▶ **EXERCISE GOAL**
Copy each of the following records line for line, with no changes.

▶ **PROVIDED ENTRIES**

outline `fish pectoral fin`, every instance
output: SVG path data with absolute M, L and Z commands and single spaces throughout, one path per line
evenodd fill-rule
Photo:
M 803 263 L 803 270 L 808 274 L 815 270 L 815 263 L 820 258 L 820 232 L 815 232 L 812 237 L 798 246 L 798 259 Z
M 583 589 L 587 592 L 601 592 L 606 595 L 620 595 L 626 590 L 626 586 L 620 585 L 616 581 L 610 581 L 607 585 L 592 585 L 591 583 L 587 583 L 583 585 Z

▶ **EXERCISE SOLUTION**
outline `fish pectoral fin`, every instance
output: SVG path data with absolute M, L and Z commands and single spaces throughout, one path per line
evenodd fill-rule
Photo:
M 803 263 L 803 270 L 808 274 L 815 270 L 815 263 L 820 258 L 820 232 L 815 232 L 812 237 L 798 246 L 798 259 Z
M 583 589 L 587 592 L 601 592 L 606 595 L 620 595 L 626 590 L 626 586 L 620 585 L 616 581 L 610 581 L 607 585 L 592 585 L 591 583 L 587 583 L 583 585 Z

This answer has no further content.